Texto selecionado:

• • • • •

O escritor Airton Monte, cronista do O POVO, esteve nesta sexta-feira falando para a turma do curso Novos Talentos O POVO para estudantes de jornalismo. Encandeou-nos a todos, com sua verve, seu bom humor e suas certeiras palavras.
Deu-nos um emocionando depoimento de seu amor pelas palavras e uma ou duas lições para aqueles que se metem a escrever. Anotei uma coisa ou outra.
Dei-lhe um mote: “Por que escrevo?”
Ele diz que pensou bastante no tema, que passei-lhe por telefone cerca de 10 dias atrás; trouxe-nos uma “equação”:
1) Para obter conhecimento; 2) por Prazer; 3) pela emoção.
O que chamou de “tríade básica” para iniciar a conversa.
Escrever “me dá conhecimento e um certo controle sobre o mundo, que todos buscamos” [certamente falando o escritor e o psiquiatra].
Ao dizer que a escrita lhe dá prazer, descascou sobre os escritores que se queixam do ofício, sem citar nomes [eu soprei: Rachel de Queiroz]. “Ora, se escrever dói tanto, deixe de escrever e vá vender banana”. [Disse que mantém o hábito de escrever a mão, “com caneta de ponta preta”, em um caderno, para depois digitar o texto.]
Desperta a emoção, escrever, pois o escritor tem de “outrar” [descubram por vocês mesmos o significado do neologismo], sair do isolamento e se misturar à multidão.
Diz ter tido três grandes emoções que se igualam, as maiores de sua vida: “Quando saiu meu primeiro livro, quando possuí a primeira mulher e quando nasceu meu primeiro filho “. [Tirante o fato de o filho, obrigatoriamente, ter nascido depois dele conhecer – no sentido bíblico – a mãe da criança, não sei qual a ordem cronológica dos fatores.]
– “Escrevo porque eu não posso deixar de escrever; seria como deixar de respirar”.
Airton crê que escrever é um “dom natural”, parece crer piamente naquilo que alguns chamam de “inspiração”, na visita das musas.
“Algo me levou a gostar das palavras”. Dá algumas pistas de como isso pode ter acontecido: pela leitura que a mãe fazia dos poetas parnasianos [“parecia música”] e do hábito do avô de ler-lhe histórias: “Quando meu avô leu para mim, pela primeira vez, um livro de Monteiro Lobato, fiquei deslumbrado”.
– “O que faz um escritor é a infância, a memória da infância.”
“A boa literatura muda o leitor e muda o escritor”, crê Airton. “Se você quer saber os costumes de um tempo, não precisa ler os historiadores, leia os escritores”.

• • • • •

Tarefas do exercício:
**A.** Reproduza o trecho do texto sobre Airton Monte que começa em "Ele diz que" e segue até "iniciar a conversa.", trocando "equação" por "fórmula".
**B.** Dê continuidade ao texto sobre Airton Monte a partir de sua última frase.

• • • • •

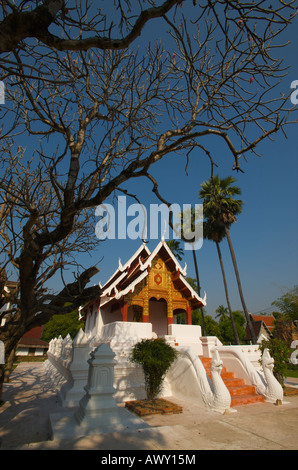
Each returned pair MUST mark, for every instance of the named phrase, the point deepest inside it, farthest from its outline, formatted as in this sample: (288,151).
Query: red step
(241,394)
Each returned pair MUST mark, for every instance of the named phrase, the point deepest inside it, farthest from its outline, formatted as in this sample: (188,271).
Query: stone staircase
(241,393)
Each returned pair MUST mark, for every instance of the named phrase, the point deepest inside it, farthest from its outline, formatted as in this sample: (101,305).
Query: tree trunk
(248,320)
(227,294)
(199,290)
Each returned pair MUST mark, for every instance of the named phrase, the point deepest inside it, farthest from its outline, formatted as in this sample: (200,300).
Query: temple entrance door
(158,316)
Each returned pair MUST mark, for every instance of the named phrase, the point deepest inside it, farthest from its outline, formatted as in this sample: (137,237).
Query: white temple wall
(158,317)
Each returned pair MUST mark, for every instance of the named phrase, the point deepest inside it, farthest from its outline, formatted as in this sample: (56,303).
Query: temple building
(149,287)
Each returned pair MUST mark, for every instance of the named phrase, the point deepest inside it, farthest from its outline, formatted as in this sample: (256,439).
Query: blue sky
(265,235)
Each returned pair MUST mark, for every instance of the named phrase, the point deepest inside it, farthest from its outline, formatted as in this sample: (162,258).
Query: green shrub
(155,356)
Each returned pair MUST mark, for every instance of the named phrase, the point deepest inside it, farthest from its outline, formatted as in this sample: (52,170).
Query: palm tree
(215,232)
(222,312)
(222,208)
(187,229)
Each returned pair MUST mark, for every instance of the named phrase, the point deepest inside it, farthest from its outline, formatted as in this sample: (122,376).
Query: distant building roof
(267,319)
(260,327)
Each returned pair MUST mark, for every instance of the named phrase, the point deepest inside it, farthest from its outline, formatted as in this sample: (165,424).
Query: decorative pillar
(170,316)
(124,311)
(98,411)
(189,315)
(146,304)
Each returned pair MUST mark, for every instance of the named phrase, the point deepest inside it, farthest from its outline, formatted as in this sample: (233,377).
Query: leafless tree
(92,120)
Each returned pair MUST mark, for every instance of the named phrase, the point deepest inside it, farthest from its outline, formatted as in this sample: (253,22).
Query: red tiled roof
(268,320)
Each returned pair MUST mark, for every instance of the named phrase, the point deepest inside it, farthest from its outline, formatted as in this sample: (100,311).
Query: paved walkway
(30,399)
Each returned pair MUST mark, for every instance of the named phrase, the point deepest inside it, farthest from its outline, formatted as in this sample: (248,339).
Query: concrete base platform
(65,425)
(30,401)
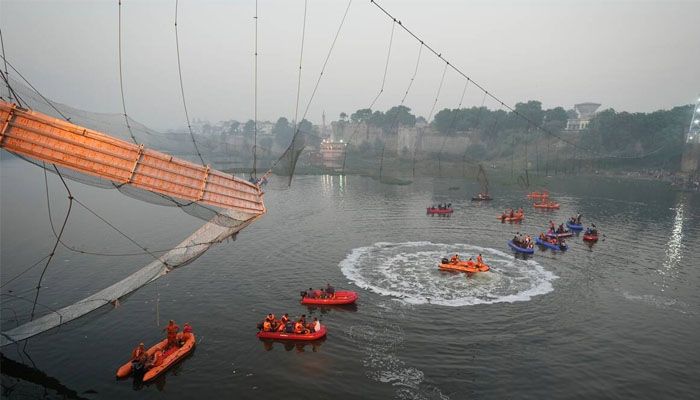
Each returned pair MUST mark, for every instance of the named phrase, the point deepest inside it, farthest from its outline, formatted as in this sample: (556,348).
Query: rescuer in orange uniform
(172,330)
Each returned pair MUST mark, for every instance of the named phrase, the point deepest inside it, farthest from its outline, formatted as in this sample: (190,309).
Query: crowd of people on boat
(575,220)
(285,325)
(524,241)
(141,361)
(324,293)
(559,241)
(511,213)
(556,230)
(592,230)
(456,260)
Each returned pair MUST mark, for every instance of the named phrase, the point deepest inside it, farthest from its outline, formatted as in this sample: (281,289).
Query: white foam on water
(408,271)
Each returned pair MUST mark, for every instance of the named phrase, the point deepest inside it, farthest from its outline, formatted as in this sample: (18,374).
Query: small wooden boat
(553,246)
(564,234)
(524,250)
(575,227)
(590,237)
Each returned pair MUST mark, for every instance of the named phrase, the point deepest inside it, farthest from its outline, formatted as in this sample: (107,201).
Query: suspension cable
(121,77)
(313,93)
(480,87)
(182,88)
(255,98)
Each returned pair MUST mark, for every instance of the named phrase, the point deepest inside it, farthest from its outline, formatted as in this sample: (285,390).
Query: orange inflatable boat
(340,297)
(538,195)
(515,218)
(546,205)
(463,266)
(170,357)
(292,336)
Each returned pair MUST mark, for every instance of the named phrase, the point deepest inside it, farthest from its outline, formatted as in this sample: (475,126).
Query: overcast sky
(627,55)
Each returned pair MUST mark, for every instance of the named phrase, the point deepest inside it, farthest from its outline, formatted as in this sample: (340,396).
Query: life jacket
(138,353)
(172,329)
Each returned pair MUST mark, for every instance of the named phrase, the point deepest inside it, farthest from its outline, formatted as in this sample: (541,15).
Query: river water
(619,319)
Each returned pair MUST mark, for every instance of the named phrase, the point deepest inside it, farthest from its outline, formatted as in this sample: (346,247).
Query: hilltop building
(585,112)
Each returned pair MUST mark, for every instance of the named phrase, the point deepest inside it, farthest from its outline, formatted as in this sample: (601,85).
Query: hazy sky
(628,55)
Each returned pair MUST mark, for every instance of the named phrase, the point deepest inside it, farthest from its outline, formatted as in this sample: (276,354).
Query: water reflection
(289,345)
(332,182)
(675,240)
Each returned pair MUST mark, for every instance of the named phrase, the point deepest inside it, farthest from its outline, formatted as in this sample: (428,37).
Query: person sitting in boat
(155,360)
(139,357)
(267,326)
(172,329)
(186,334)
(299,328)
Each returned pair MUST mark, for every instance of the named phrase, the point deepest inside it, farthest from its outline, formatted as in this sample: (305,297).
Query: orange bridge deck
(55,141)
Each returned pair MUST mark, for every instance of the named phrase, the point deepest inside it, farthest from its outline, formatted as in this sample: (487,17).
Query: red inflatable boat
(340,297)
(293,336)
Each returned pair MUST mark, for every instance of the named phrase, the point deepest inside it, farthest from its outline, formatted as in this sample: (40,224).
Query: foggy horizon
(627,55)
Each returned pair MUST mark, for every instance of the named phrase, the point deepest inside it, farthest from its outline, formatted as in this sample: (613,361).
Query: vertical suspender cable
(121,78)
(254,175)
(182,88)
(7,75)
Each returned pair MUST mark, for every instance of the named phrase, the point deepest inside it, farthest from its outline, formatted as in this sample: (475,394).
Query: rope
(430,115)
(53,251)
(182,88)
(379,93)
(255,98)
(7,75)
(121,77)
(301,58)
(486,92)
(35,90)
(313,93)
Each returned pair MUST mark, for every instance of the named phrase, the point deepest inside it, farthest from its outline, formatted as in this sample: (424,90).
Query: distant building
(585,112)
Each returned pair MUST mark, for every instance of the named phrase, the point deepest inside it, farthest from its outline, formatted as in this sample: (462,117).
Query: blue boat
(524,250)
(551,245)
(574,227)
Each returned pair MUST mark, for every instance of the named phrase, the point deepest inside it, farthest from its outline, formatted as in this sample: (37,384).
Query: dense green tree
(282,131)
(249,129)
(362,115)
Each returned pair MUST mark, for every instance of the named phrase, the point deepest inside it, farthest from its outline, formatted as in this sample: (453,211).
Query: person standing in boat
(186,334)
(172,329)
(139,357)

• • • • •

Respostas do exercício:
**A.**
Ele diz que pensou bastante no tema, que passei-lhe por telefone cerca de 10 dias atrás; trouxe-nos uma “fórmula”:
1) Para obter conhecimento; 2) por Prazer; 3) pela emoção.
O que chamou de “tríade básica” para iniciar a conversa.

**B.**
Disse-nos que fica atento às coisas aparentemente banais: “O escritor vê além do óbvio”. E ensinou alguns truques para ouvir conversas alheias em ambientes públicos, provocando risadas.
Lembrou que literatura e jornalismo estão sempre juntos.
Falou de sua compulsão por comprar livros e disse que a mulher dele costuma dizer que eles vivem uma biblioteca que tem dentro uma casa.
Airton Monte [Fortaleza, 1949] é médico psiquiatra formado pela Universidade Federal do Ceará [UFC]. Cronista do O POVO, redator de televisão, letrista, teatrólogo. A maioria de sua obra é constituída de contos e crônicas. Publicou “O Grande pânico” (1979), “Homem não chora” (1981), Alba Sangüínea (1983) e “Moça com flor na boca” (2005), adotado pelo vestibular da UFC.
Plínio, quando tiver oportunidade, eu vou dizer para o Airton Monte que, para ele, um médico-psiquiatra, além dos três motivos citados, escrever também é inerente ao seu ofício. Inclusive, direi que depois de doze anos de experiência clínica no HGF, que inclui a cooperação cotidiana com praticamente todas as outras especialidades médicas, eu observo que, diferentemente de todas essas especialidades, a escrita completa o ato psiquiátrico. Inclusive, também direi que, a partir dessa conclusão, eu costumo salientar para meus alunos internos e residentes do HGF (do mesmo modo dessas diversas especialidades) que “O saber escrever está para a Psiquiatria, como o ler um cardiograma está para a Cardiologia”.
PS. Certamente por isso é que no próprio O Povo escrevem (frequentemente) muitos psiquiatras: Airton Monte, Mourão, Valton, Cleto, Danúzio (de maneira rara, mas bastante honrosa),João Dummar Filho etc.